» **What the task asks**
Retype all of the data exactly as given.

» **Records supplied**

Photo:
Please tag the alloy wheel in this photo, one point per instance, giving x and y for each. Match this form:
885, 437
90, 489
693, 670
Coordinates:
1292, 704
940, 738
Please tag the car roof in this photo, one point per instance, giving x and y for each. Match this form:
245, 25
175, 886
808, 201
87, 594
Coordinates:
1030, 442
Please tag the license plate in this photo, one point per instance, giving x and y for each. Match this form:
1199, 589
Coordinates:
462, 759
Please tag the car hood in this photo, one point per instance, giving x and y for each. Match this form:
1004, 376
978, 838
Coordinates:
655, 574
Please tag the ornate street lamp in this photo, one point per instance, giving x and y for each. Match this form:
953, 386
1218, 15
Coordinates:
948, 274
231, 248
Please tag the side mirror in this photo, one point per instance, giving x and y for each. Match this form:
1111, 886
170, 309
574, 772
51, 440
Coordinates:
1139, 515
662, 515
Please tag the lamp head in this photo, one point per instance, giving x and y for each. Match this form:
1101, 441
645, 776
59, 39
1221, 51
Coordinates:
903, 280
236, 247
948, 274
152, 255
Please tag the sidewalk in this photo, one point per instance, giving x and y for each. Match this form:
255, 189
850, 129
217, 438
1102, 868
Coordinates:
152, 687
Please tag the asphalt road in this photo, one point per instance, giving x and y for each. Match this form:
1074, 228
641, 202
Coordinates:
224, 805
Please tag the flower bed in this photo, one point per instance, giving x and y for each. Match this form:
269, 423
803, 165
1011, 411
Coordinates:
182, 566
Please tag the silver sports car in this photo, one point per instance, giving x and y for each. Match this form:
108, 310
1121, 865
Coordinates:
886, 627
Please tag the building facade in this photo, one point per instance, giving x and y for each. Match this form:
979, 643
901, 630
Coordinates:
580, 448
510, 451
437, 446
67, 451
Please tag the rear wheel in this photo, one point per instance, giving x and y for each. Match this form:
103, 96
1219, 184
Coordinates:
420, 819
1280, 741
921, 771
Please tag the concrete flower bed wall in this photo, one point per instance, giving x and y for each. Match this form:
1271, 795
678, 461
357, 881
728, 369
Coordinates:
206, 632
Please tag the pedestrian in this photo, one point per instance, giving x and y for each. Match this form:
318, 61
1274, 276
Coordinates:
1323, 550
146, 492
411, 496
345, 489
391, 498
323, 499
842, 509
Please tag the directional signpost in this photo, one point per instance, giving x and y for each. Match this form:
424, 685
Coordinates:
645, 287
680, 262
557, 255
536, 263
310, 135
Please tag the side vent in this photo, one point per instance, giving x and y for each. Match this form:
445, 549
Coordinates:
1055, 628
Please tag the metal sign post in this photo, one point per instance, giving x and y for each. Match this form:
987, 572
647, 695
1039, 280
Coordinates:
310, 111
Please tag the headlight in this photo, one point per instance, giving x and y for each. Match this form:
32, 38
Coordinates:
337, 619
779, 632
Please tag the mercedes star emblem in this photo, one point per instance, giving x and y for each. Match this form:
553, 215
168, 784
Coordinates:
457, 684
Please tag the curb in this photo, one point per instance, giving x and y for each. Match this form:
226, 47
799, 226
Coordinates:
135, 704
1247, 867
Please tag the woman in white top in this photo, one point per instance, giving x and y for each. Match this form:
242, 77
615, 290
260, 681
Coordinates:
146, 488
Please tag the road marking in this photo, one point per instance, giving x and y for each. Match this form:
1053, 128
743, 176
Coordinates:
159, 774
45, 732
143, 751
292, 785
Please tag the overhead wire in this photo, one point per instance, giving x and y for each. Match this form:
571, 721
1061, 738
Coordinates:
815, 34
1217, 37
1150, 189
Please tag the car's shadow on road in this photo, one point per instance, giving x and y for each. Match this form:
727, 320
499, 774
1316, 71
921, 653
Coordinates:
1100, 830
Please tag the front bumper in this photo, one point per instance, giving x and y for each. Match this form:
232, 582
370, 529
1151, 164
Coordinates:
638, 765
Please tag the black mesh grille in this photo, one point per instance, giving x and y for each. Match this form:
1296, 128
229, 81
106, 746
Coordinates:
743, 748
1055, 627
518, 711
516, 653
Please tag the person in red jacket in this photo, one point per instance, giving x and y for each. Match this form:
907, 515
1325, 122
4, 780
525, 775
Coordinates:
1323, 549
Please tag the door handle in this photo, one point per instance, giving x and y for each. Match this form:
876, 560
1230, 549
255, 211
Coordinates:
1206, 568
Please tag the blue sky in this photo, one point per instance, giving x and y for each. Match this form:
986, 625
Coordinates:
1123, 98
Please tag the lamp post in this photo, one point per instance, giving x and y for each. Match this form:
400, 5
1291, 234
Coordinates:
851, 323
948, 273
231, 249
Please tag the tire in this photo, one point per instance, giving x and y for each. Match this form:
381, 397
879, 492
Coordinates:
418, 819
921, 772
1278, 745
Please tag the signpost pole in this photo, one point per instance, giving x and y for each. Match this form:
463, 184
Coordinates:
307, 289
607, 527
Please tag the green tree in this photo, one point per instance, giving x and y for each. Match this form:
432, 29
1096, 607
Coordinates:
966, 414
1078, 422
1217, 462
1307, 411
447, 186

» **Result**
Photo:
Please tag the alloy wheel in this photo, one point per instance, giving x and y for each. Match this form:
885, 437
90, 489
693, 670
Coordinates:
1292, 704
940, 738
Please tag the car roof in this photo, one point per instance, giving x and y for each. Match this form:
245, 25
175, 886
808, 201
87, 594
Coordinates:
1030, 442
Please tag the license plate in this photo, one point per instance, giving x and y for each. Match this form:
1199, 589
Coordinates:
462, 759
Please tag the car hood in this photo, one point per instance, giving x and y for each. Match this form:
1004, 376
978, 838
Coordinates:
655, 574
Please tag the ornate street lamp in this photo, one point per instance, giving x and y for each. Match this form:
953, 386
1218, 15
Coordinates:
948, 274
231, 248
Please tag the side mirror in this photo, one point per instance, giving x and y for each. Match this form:
1111, 886
170, 309
574, 772
51, 440
Coordinates:
1139, 515
662, 515
Please tag the lamp head in this photo, one point per instance, giving x and y for each. Match this form:
1101, 441
645, 776
59, 39
1221, 51
Coordinates:
903, 280
236, 247
948, 274
152, 255
Please tag the sidewalk in this photo, one point per instance, giving x and y for each. Match this form:
255, 189
850, 129
217, 438
1102, 868
Coordinates:
152, 687
Please tag the asphalt road in this photo, one point per instance, giving x and y for each. Match this form:
1074, 228
641, 202
Coordinates:
224, 805
Please tag the flower bed in this photo, one point per instance, giving x and y for each. Match this form:
269, 423
803, 165
1011, 411
Coordinates:
182, 566
Please tag the silver sports car in this photo, one point per instance, giving x and y for each. Match this form:
108, 310
1121, 865
Coordinates:
886, 627
Please tag the building facade in this photo, one point per instance, giving x and y for each. Match this form:
979, 643
901, 630
Coordinates:
580, 448
510, 451
437, 446
67, 451
Please tag the rear wheel in this photo, one point per instance, giving x and y for each. Match this form:
103, 96
1219, 184
Coordinates:
420, 819
1280, 741
921, 771
Please tag the concrete flower bed wall in this photo, one point per instance, giving x and y for each. Match this form:
1271, 795
678, 461
357, 881
728, 369
Coordinates:
206, 632
Please tag the pedestrian in this photo, one point per instance, giving x and y for each. Match this form:
318, 61
1274, 276
Coordinates:
1323, 550
146, 492
411, 496
345, 489
391, 498
323, 499
842, 509
Please tag the directional signpost in this photo, one point per instance, giving x and y for each. Match this form:
424, 685
Coordinates:
645, 287
680, 262
557, 255
536, 263
310, 135
Please tag the side vent in this photo, one point per instance, giving x and y for each. Match this form:
445, 549
Coordinates:
1055, 628
Please tag the metal sign post in this photo, one point per instance, giving x and y for each. Match this form:
987, 572
647, 695
1039, 280
Coordinates:
310, 111
Please tag the headlight in this photo, one point per instance, giving x and y for each. Match this form:
32, 38
Coordinates:
337, 619
779, 632
Please tag the mercedes star emblem in this photo, one point per instance, giving x and y for each. Match this form:
553, 215
168, 784
Coordinates:
457, 684
Please tag the curb in this photo, one point per instance, giving x and y for each. Match this form:
226, 47
799, 226
Coordinates:
135, 704
1247, 867
Please tag the woman in white top in this photo, one point per instance, giving x and y for each. Match this form:
242, 77
615, 290
260, 681
Coordinates:
146, 488
Please tag the road marking in this photo, one point per instance, giving x and y for each. Match this form:
1053, 128
743, 176
Coordinates:
159, 774
45, 732
143, 751
292, 785
Please tag the overhead wire in this photo, one point per instance, giving x and y for each. Match this form:
571, 721
1061, 738
Coordinates:
815, 34
1217, 37
1150, 189
Please tag the car's shadow on road in this photo, one point per instance, giving x and y for each. Match this form:
727, 320
499, 774
1316, 71
921, 653
Coordinates:
1100, 830
Please tag the front bumper in this photo, one point per instance, giving x and y for each. Match this form:
232, 582
370, 529
1151, 164
Coordinates:
638, 765
Please tag the black mesh grille in this photo, one point per instance, giving x and y for each. Match this form:
1296, 128
229, 81
106, 746
Coordinates:
743, 748
1055, 627
518, 711
516, 653
Please tag the person in red jacket in this photo, one point per instance, giving x and y for each. Match this form:
907, 515
1325, 122
4, 780
525, 775
Coordinates:
1323, 549
Please tag the door handle in this photo, one point per instance, giving x and y for each. Match this form:
876, 560
1230, 549
255, 211
Coordinates:
1206, 568
Please tag the blue sky in this photo, one point per instance, giving x and y for each. Match this form:
986, 625
Coordinates:
1123, 98
Please tag the lamp post in this photo, one point per instance, giving x and y for each. Match this form:
400, 5
1291, 234
Coordinates:
851, 323
948, 273
231, 249
Please tag the tire in this photo, one point per instance, giving x and y for each. Match this form:
381, 397
879, 492
Coordinates:
418, 819
921, 772
1278, 745
Please tag the signpost pole in this photo, one point per instance, giving x and y for each. Match this form:
463, 184
Coordinates:
307, 289
607, 527
Please tag the green tree in this photo, one point per instance, giving x and y for each. Match this form:
432, 29
1096, 607
Coordinates:
966, 414
1078, 422
1217, 462
1307, 411
447, 186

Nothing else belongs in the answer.